| RECORDS TO PROCESS |
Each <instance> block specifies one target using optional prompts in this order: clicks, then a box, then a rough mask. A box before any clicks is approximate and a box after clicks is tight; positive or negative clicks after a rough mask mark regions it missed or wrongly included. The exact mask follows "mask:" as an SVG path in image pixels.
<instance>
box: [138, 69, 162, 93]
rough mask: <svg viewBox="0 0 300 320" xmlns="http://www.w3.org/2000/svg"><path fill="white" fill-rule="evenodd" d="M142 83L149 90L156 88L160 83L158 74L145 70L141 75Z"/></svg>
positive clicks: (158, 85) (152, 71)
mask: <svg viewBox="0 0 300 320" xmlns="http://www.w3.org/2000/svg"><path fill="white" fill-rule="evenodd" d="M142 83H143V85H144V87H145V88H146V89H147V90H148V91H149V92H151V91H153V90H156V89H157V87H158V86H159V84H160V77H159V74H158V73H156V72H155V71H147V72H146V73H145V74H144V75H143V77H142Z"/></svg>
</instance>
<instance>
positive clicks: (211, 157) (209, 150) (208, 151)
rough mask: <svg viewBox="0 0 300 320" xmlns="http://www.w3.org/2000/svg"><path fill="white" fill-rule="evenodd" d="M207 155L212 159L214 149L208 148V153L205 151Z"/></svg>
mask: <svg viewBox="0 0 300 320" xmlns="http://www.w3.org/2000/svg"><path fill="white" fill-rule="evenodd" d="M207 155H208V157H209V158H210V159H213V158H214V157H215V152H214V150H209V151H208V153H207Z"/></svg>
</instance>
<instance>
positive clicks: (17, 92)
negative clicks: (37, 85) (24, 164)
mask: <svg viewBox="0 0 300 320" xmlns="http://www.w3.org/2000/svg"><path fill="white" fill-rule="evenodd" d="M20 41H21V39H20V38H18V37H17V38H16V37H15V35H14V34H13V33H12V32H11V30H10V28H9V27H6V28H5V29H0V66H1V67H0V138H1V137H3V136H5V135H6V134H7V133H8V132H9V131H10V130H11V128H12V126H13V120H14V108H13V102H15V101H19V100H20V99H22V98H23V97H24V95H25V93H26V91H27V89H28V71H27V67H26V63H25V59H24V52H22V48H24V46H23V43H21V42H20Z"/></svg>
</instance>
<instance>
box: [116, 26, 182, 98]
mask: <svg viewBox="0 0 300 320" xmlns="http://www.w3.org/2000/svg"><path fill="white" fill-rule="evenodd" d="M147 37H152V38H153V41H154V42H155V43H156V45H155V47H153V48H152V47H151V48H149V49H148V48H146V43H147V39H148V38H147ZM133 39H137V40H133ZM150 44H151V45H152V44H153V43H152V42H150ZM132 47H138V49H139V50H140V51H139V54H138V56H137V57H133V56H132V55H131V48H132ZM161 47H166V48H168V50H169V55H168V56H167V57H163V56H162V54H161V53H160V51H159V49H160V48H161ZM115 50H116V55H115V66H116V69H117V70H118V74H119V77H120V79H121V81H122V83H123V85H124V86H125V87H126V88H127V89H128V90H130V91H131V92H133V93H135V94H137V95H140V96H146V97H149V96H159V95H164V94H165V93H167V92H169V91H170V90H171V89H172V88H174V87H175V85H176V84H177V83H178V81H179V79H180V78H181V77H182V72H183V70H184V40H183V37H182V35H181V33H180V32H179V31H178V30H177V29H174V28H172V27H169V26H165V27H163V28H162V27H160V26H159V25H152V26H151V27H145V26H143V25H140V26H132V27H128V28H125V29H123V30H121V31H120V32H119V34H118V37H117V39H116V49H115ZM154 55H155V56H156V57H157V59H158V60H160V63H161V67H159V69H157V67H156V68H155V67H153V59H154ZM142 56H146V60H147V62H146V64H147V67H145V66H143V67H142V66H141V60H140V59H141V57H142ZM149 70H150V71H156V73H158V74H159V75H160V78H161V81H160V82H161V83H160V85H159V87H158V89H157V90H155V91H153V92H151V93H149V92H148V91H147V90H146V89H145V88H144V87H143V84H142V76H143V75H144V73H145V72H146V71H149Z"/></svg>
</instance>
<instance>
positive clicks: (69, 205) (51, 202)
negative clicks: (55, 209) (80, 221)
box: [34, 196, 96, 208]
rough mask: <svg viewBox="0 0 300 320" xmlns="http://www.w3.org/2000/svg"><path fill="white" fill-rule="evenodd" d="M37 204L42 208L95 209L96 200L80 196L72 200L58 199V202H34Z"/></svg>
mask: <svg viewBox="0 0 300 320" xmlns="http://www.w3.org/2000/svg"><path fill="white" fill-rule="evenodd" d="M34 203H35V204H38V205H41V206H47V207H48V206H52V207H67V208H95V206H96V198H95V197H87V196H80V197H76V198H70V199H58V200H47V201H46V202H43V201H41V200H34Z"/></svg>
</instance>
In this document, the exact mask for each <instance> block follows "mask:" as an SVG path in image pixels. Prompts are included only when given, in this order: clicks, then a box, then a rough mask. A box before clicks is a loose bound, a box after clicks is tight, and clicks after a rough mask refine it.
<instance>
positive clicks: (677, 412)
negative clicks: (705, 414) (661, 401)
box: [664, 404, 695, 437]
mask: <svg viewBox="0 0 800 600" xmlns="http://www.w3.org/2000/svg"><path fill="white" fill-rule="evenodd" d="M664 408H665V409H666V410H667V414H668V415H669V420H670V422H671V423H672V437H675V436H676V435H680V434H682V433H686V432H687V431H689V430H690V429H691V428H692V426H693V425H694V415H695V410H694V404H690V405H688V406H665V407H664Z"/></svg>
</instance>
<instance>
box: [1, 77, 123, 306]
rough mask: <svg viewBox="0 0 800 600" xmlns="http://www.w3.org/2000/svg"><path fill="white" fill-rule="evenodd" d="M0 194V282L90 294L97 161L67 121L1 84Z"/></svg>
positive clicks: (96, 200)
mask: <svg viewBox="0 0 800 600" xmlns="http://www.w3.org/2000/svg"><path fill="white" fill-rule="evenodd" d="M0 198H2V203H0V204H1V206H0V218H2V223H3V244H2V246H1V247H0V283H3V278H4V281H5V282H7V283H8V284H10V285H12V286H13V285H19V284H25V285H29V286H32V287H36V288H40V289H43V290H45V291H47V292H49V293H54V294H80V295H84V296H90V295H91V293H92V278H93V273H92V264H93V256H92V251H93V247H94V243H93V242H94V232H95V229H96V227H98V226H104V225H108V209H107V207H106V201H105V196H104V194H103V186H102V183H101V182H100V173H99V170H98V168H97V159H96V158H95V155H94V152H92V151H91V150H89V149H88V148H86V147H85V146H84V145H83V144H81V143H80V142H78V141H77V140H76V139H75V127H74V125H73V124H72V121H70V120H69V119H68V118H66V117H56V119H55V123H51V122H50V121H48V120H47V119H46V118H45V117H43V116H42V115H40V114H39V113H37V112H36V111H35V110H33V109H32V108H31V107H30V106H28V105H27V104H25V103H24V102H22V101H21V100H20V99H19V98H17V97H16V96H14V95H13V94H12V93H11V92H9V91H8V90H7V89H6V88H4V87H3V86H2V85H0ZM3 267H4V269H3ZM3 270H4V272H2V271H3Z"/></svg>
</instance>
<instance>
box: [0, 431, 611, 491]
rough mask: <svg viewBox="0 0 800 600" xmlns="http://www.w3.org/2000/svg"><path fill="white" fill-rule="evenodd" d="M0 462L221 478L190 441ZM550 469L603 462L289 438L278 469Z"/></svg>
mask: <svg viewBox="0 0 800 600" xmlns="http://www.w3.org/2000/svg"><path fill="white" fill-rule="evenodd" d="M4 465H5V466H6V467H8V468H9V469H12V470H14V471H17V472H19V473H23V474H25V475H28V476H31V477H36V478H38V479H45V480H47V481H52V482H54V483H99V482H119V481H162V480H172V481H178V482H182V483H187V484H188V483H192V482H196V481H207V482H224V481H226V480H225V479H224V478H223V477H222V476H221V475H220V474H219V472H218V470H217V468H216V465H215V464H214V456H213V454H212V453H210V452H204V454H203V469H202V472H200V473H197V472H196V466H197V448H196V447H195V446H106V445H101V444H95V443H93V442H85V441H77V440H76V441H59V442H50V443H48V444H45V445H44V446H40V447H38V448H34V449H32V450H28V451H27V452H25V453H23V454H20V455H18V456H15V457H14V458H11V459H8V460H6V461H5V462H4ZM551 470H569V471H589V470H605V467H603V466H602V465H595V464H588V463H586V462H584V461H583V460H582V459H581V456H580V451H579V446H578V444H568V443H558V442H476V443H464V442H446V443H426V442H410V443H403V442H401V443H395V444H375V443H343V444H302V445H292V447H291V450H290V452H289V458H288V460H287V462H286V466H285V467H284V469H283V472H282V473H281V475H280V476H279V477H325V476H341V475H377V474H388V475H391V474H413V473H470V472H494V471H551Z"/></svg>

| TASK ITEM |
Rewrite everything from the start of the entries above down to the line containing "positive clicks: (158, 85) (152, 71)" as a numbered list, one line per item, leaving out any blank lines.

| WORKED SOLUTION |
1. Each <instance> block specifies one target using optional prompts in this order: clicks, then a box, then a rough mask. A box before any clicks is approximate and a box after clicks is tight; positive or negative clicks after a rough mask mark regions it missed or wrongly included. The exact mask follows "mask:" as an SVG path in image pixels.
2. <instance>
3. box: [138, 69, 162, 93]
4. rough mask: <svg viewBox="0 0 300 320" xmlns="http://www.w3.org/2000/svg"><path fill="white" fill-rule="evenodd" d="M142 83L149 90L156 88L160 83L158 74L145 70L141 75Z"/></svg>
5. positive clicks: (158, 85) (152, 71)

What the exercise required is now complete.